● **DIRECTIONS FOR THIS TASK**:
Extract, exactly and without pictures, every line from the one that includes "for man with" through the final line of the material below.

● **ROWS**:
++++++++++
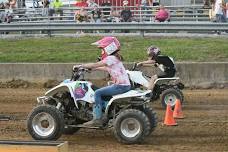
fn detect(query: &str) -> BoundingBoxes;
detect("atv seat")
[154,77,180,84]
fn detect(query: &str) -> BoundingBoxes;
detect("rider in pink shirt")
[73,37,131,127]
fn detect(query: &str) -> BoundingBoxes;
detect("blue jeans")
[93,84,131,119]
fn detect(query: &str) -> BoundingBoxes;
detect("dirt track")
[0,89,228,152]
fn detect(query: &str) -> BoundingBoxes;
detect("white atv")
[27,68,157,144]
[127,63,184,108]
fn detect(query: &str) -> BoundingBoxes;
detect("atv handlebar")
[71,67,91,81]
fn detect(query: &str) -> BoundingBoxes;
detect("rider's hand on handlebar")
[136,62,143,67]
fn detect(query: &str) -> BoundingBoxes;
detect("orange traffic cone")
[173,99,184,119]
[164,104,177,126]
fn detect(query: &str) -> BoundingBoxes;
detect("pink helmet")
[147,46,161,57]
[92,36,120,55]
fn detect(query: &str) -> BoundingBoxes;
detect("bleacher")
[6,5,210,22]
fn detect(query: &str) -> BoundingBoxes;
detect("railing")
[0,5,209,22]
[0,22,228,36]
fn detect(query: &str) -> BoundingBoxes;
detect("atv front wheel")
[27,105,64,140]
[161,88,183,108]
[114,109,150,144]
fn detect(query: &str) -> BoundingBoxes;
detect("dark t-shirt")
[92,9,101,19]
[121,10,132,22]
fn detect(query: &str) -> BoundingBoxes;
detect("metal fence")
[0,22,228,36]
[1,5,210,22]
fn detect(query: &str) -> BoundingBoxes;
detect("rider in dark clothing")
[155,55,176,78]
[137,46,176,90]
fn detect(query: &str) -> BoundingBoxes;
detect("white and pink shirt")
[102,55,130,85]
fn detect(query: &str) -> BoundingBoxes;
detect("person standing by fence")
[214,0,226,23]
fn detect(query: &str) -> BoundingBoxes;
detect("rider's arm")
[94,67,107,71]
[81,61,106,69]
[138,60,155,65]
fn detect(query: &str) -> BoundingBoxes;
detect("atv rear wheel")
[114,109,150,144]
[27,105,64,140]
[161,88,183,108]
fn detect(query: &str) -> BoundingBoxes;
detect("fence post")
[140,30,145,37]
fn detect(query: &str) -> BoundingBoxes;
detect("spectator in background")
[109,8,120,23]
[0,2,5,23]
[49,0,63,20]
[120,0,132,22]
[101,0,112,17]
[214,0,226,23]
[154,5,170,22]
[74,7,88,23]
[75,0,88,7]
[141,0,153,7]
[87,0,98,8]
[42,0,50,16]
[74,7,88,34]
[224,0,228,22]
[4,3,13,23]
[9,0,17,9]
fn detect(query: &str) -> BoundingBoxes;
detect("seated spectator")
[91,6,103,23]
[4,3,13,23]
[0,2,5,23]
[154,5,170,22]
[49,0,63,20]
[9,0,17,9]
[101,0,112,17]
[226,2,228,22]
[74,7,88,23]
[120,0,132,22]
[42,0,50,16]
[75,0,88,7]
[141,0,153,8]
[87,0,98,8]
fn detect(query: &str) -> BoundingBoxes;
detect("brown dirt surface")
[0,88,228,152]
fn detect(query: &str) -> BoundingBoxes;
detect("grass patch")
[0,36,228,63]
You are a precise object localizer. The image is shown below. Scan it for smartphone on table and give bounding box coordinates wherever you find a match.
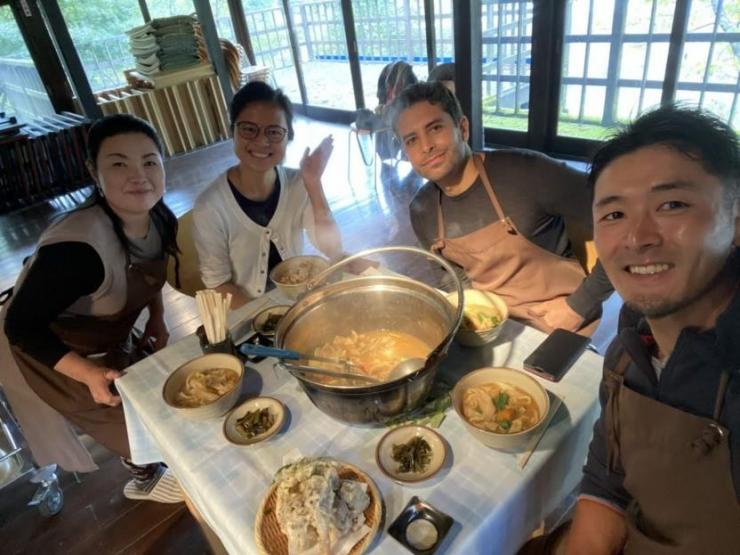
[524,329,591,382]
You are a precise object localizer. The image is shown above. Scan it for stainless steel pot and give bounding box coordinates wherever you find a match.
[275,247,463,424]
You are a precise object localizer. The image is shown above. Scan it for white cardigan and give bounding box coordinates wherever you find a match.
[193,166,316,297]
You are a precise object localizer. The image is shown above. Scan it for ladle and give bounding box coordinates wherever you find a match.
[239,343,379,383]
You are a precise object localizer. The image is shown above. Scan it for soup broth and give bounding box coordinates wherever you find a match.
[314,330,432,383]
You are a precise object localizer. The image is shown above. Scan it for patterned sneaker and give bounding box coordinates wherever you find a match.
[123,465,185,503]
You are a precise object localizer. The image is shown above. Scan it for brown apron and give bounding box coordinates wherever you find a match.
[606,352,740,555]
[432,154,586,332]
[11,260,167,458]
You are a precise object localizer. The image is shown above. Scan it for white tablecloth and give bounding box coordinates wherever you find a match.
[116,292,602,554]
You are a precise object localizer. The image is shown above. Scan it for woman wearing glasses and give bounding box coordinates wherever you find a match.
[193,81,341,308]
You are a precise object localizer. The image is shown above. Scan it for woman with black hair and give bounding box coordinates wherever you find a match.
[5,115,182,502]
[193,81,341,308]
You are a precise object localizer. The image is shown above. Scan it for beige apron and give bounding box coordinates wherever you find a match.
[432,155,586,332]
[605,353,740,555]
[11,260,166,458]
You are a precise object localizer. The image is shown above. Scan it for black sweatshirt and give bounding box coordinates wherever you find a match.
[5,242,105,368]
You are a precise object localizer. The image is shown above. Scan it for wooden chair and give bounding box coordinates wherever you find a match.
[167,210,206,297]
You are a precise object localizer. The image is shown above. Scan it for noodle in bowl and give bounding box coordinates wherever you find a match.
[162,353,244,420]
[452,368,550,451]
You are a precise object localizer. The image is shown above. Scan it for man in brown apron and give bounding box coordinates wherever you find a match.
[393,83,612,331]
[561,107,740,555]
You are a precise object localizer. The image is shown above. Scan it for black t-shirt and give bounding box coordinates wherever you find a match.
[227,176,283,272]
[5,241,105,368]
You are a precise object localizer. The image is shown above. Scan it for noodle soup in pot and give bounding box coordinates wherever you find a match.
[313,329,432,384]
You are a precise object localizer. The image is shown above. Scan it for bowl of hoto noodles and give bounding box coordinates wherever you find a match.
[447,289,509,347]
[275,247,462,424]
[452,368,550,451]
[162,353,244,420]
[269,255,329,299]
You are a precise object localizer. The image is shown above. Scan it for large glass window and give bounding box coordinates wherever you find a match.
[242,0,301,104]
[290,0,357,110]
[434,0,455,64]
[676,0,740,131]
[558,0,740,139]
[558,0,675,140]
[353,0,428,108]
[481,0,534,131]
[0,6,54,121]
[58,0,144,92]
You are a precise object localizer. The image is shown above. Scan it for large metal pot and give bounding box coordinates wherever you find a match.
[275,247,463,424]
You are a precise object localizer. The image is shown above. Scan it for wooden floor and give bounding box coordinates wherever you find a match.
[0,119,420,555]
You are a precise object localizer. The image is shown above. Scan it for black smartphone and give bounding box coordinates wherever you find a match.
[524,329,590,382]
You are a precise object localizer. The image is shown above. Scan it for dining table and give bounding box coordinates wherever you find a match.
[116,289,603,554]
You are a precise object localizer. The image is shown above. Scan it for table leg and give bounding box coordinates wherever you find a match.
[185,493,228,555]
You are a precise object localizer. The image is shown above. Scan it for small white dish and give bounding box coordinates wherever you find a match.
[375,424,447,484]
[224,397,285,445]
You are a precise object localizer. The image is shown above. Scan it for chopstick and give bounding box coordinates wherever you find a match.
[516,394,565,470]
[195,289,231,344]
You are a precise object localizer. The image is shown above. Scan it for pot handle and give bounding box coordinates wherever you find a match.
[306,246,465,356]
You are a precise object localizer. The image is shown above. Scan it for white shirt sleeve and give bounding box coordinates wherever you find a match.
[193,191,232,289]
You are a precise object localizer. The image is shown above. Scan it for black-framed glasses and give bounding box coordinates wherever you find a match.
[236,121,288,143]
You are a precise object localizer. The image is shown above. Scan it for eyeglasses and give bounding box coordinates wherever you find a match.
[235,121,288,143]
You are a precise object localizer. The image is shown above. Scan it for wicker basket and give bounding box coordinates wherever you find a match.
[254,462,383,555]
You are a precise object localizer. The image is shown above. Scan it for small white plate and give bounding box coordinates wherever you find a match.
[375,424,447,484]
[224,397,285,445]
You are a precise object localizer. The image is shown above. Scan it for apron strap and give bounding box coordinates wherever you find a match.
[604,351,631,472]
[691,371,730,457]
[437,188,445,241]
[433,152,519,250]
[473,152,519,234]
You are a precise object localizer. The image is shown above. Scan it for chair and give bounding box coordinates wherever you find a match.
[167,210,206,297]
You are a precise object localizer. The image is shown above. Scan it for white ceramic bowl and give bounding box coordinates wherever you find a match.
[375,424,447,484]
[224,397,285,445]
[270,255,329,299]
[452,368,550,451]
[162,353,244,420]
[447,289,509,347]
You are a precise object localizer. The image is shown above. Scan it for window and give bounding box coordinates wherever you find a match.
[242,0,301,104]
[353,0,428,108]
[0,6,54,121]
[676,0,740,131]
[558,0,675,140]
[557,0,740,140]
[58,0,144,92]
[481,0,534,131]
[434,0,455,64]
[290,0,355,111]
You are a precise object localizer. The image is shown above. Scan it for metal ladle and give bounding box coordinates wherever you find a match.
[239,343,380,383]
[388,357,427,382]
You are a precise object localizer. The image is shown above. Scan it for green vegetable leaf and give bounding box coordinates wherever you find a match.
[493,391,509,410]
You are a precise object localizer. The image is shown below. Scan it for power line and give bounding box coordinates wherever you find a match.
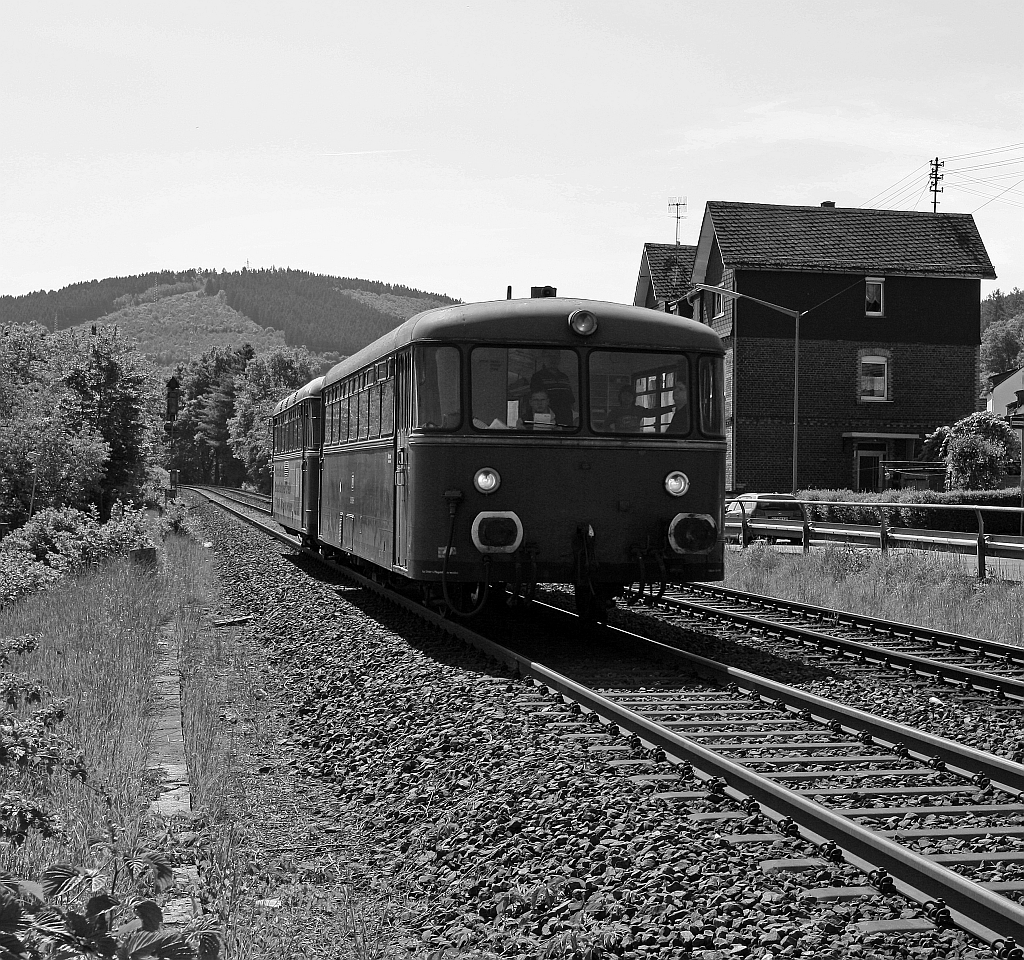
[860,164,928,207]
[971,177,1024,214]
[942,157,1024,173]
[946,185,1024,210]
[948,171,1024,197]
[928,157,945,213]
[946,143,1024,161]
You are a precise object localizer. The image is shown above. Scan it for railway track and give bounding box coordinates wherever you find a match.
[646,583,1024,708]
[180,483,273,516]
[190,492,1024,960]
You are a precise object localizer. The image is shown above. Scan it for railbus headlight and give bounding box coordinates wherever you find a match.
[473,467,502,493]
[569,310,597,337]
[665,470,690,496]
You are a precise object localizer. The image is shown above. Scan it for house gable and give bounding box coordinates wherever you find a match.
[633,244,695,316]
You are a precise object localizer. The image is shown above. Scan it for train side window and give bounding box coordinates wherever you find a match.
[413,346,462,430]
[370,384,381,440]
[357,388,370,440]
[338,396,348,443]
[309,400,322,450]
[381,377,394,437]
[697,356,725,437]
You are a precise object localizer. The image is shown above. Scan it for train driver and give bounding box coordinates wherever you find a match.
[520,390,564,430]
[665,373,690,433]
[529,350,575,426]
[604,384,647,433]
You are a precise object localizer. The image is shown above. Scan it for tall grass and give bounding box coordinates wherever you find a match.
[0,562,161,876]
[725,543,1024,646]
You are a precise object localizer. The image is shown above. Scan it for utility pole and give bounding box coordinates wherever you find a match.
[669,197,686,247]
[928,157,945,213]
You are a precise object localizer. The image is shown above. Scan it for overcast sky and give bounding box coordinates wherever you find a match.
[0,0,1024,302]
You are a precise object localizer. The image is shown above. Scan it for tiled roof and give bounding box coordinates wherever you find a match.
[643,244,697,300]
[704,201,995,279]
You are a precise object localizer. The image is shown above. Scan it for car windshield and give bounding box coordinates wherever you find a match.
[590,350,692,435]
[470,347,580,433]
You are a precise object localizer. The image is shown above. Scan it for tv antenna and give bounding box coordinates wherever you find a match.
[669,197,686,247]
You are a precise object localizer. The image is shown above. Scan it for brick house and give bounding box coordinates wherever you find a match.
[985,366,1024,417]
[633,244,697,316]
[659,201,995,492]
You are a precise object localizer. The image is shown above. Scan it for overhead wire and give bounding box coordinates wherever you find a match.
[860,164,928,207]
[957,184,1024,210]
[950,174,1024,197]
[945,143,1024,162]
[971,177,1024,214]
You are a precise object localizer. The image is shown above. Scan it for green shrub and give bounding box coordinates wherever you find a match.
[0,507,153,572]
[799,487,1021,534]
[0,507,154,608]
[0,551,61,608]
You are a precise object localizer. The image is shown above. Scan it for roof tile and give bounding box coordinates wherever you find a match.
[643,244,697,300]
[708,201,995,279]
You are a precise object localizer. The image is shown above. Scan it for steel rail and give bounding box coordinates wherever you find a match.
[660,597,1024,701]
[190,491,1024,960]
[679,583,1024,666]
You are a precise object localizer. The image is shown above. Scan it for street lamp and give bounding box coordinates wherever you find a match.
[686,283,802,494]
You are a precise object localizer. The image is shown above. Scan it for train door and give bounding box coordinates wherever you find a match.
[394,350,413,570]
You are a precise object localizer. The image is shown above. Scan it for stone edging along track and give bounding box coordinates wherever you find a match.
[184,493,987,960]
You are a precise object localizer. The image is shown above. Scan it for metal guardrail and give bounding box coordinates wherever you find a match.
[725,496,1024,580]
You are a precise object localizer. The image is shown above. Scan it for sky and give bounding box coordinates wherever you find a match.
[0,0,1024,302]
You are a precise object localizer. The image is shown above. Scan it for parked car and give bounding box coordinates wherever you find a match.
[725,493,804,543]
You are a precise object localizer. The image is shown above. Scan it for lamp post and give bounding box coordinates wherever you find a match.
[686,283,808,495]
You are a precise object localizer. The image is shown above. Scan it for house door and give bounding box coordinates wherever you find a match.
[854,443,886,493]
[393,350,413,570]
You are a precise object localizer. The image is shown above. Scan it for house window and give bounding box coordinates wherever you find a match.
[864,276,886,316]
[860,356,889,400]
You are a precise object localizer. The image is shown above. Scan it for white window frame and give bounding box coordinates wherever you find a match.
[864,276,886,316]
[857,354,890,403]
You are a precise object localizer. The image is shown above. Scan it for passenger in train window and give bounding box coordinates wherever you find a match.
[604,384,656,433]
[665,375,690,433]
[522,390,560,430]
[529,350,575,426]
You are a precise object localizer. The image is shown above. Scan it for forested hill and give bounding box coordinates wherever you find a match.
[0,268,458,355]
[204,269,458,354]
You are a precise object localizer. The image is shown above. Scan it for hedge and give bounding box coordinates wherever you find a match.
[797,487,1021,534]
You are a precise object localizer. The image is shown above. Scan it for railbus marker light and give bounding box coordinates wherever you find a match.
[569,310,597,337]
[473,467,502,493]
[665,470,690,496]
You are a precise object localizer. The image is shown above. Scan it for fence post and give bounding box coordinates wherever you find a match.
[974,508,985,580]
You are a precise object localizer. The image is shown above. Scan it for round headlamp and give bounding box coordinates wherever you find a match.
[569,310,597,337]
[665,470,690,496]
[473,467,502,493]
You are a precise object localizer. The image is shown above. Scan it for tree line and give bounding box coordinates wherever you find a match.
[0,323,322,528]
[0,267,458,355]
[204,268,458,354]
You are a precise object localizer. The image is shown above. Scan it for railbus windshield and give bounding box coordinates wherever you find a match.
[470,346,580,433]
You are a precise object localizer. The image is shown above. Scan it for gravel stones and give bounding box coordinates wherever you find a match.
[180,507,995,960]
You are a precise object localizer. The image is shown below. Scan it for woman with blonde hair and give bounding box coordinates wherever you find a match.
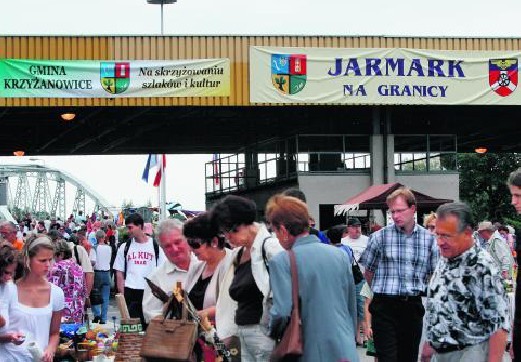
[0,234,64,362]
[266,195,358,362]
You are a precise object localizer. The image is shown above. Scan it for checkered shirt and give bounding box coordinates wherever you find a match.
[360,224,439,296]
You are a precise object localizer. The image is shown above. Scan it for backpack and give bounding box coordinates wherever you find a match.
[119,238,159,279]
[340,244,365,285]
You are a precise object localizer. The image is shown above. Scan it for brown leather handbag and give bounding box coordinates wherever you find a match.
[270,249,303,362]
[139,292,198,362]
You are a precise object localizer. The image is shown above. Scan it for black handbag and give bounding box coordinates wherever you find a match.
[352,258,365,284]
[89,288,103,305]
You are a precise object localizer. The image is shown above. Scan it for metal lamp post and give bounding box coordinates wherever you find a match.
[147,0,177,35]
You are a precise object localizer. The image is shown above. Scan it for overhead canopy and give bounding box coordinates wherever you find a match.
[335,182,454,215]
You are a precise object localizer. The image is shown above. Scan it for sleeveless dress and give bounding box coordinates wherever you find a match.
[0,283,64,362]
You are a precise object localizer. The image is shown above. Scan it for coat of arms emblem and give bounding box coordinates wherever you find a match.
[488,59,517,97]
[271,54,307,94]
[100,62,130,94]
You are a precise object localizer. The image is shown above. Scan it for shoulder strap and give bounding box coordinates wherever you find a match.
[233,246,244,274]
[74,245,81,265]
[123,239,132,279]
[261,236,271,273]
[152,238,159,266]
[288,249,300,315]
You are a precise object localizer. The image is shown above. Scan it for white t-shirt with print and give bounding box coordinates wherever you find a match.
[114,238,166,289]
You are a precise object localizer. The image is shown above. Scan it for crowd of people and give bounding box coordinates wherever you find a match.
[0,169,521,362]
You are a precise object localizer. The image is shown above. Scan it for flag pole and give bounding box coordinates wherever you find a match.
[159,154,167,220]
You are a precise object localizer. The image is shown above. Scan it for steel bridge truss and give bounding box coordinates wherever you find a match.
[0,165,114,220]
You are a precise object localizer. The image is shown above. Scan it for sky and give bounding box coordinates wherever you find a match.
[0,0,521,37]
[0,0,521,214]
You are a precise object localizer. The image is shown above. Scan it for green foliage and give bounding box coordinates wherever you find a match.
[458,153,521,223]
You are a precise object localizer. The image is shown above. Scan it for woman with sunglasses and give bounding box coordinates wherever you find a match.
[211,195,282,362]
[183,213,232,361]
[423,211,436,234]
[183,213,232,321]
[0,234,64,362]
[0,241,23,346]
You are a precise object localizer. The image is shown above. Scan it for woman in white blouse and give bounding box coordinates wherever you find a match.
[0,235,64,362]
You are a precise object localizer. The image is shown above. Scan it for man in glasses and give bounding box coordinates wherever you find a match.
[0,221,24,250]
[114,213,165,328]
[360,188,438,362]
[422,203,510,362]
[143,219,202,323]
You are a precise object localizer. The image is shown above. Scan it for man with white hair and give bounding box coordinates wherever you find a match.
[143,219,201,323]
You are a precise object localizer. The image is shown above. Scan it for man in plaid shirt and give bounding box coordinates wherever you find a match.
[360,188,439,362]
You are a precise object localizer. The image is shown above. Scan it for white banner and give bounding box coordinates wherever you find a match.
[250,47,521,105]
[0,58,230,98]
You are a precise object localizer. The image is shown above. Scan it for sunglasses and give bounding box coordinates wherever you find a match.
[186,239,202,249]
[221,224,241,234]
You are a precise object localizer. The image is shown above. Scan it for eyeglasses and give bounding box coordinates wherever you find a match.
[389,207,410,215]
[221,224,240,234]
[186,239,202,249]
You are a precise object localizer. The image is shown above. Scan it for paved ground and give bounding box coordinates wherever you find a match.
[94,299,511,362]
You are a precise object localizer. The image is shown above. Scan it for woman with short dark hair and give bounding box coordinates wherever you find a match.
[266,195,358,362]
[48,240,87,323]
[211,195,282,362]
[183,213,232,320]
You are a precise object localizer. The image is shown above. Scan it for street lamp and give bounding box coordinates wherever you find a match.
[147,0,177,35]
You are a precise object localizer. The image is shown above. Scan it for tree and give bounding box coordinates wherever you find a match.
[458,153,521,223]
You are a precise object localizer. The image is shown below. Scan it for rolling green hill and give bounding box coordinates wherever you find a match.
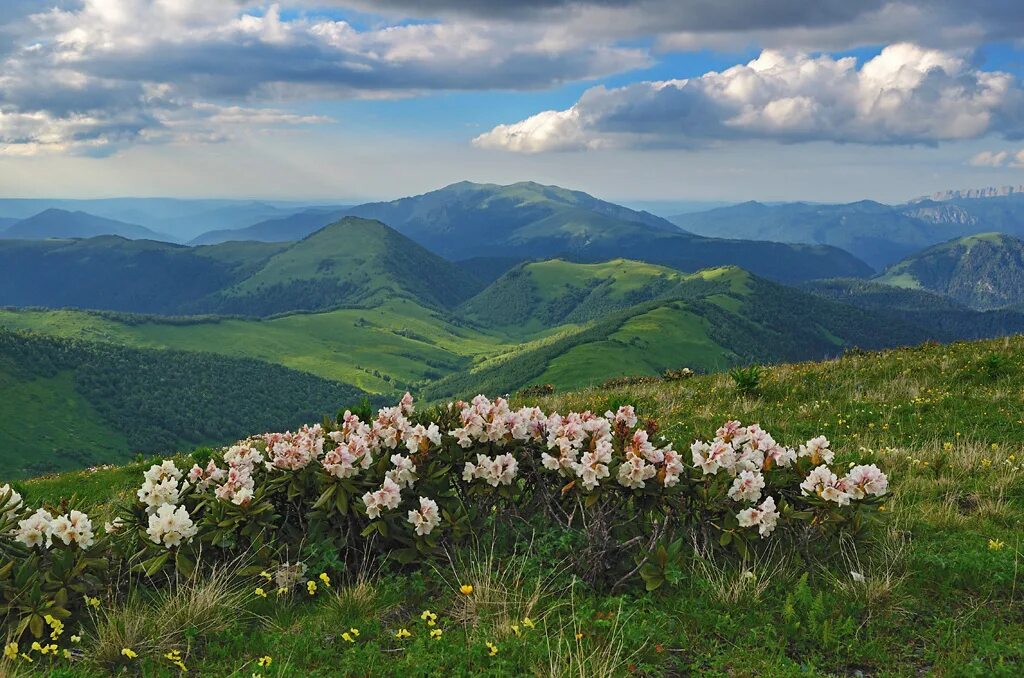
[197,217,480,315]
[878,234,1024,310]
[672,200,965,270]
[460,259,730,335]
[0,330,364,477]
[0,236,244,313]
[421,262,933,399]
[349,181,870,281]
[15,337,1024,677]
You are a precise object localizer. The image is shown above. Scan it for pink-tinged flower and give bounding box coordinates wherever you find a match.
++++++++++
● **PROBLEM SOLUTION**:
You are a precise object localizer. The image is shown above. Scan it for man with white hair and give bounding box coordinates wherever you find a match.
[143,219,201,323]
You are a precise object localizer. The image is shown above. Scan it for man in plaid shirt and give bounding box coordinates wherever you find a match.
[360,188,439,362]
You are a precise object localizer. The image is shown above. Scan it for white banner and give bounding box coordinates wherever you find a match.
[250,47,521,105]
[0,58,230,98]
You are a precise object localizer. The image is shown above. Scan it for sunglasses and give bounding box coordinates wherever you find a match.
[186,239,202,249]
[221,224,241,234]
You are a precise object localizer. The image is shown above. Scan it for eyeglasses and give bounding box coordinates wherever you find a match.
[389,207,410,215]
[221,224,240,234]
[186,239,202,249]
You are a precise object localizer. The image is shown above. Scan it for paved ground and give bounding box coordinates wherever you find a match.
[94,299,511,362]
You are a precise object localizer. The image is shown above. Scan it for woman with short dark hair and give bounding box coordinates wherever you find a match.
[266,195,358,362]
[48,240,87,323]
[211,195,282,362]
[183,213,232,320]
You are a precise object localizer. The image is shown above. Scan it for street lamp and give bounding box coordinates wherever you find a match.
[147,0,177,35]
You are a precise object localizer. The image is shown above. Scan it for tree and give bounding box coordinates wherever you find a match.
[458,153,521,223]
You are a precise object localizer. The image is shown below. Scan it for rolling green hill and give bounding box coordinates wherever you find a match.
[197,217,480,315]
[878,234,1024,310]
[672,200,965,270]
[460,259,730,335]
[0,330,364,477]
[0,236,244,313]
[421,262,933,399]
[349,181,870,281]
[15,337,1024,677]
You are a precise object localizer. The image is shown above. Scan it for pink-tinged flower and give bounding box coordinates wherever you find a match.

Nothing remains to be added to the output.